# WORK TO BE COMPLETED
Copy every one of the rows below word for word, without changing anything.

# Rows
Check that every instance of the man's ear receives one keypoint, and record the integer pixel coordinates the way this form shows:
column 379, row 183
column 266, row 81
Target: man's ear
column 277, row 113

# EXERCISE OUTPUT
Check that every instance of the man's ear receives one keypoint, and record the integer pixel coordinates the way this form shows:
column 379, row 183
column 266, row 81
Target: man's ear
column 277, row 113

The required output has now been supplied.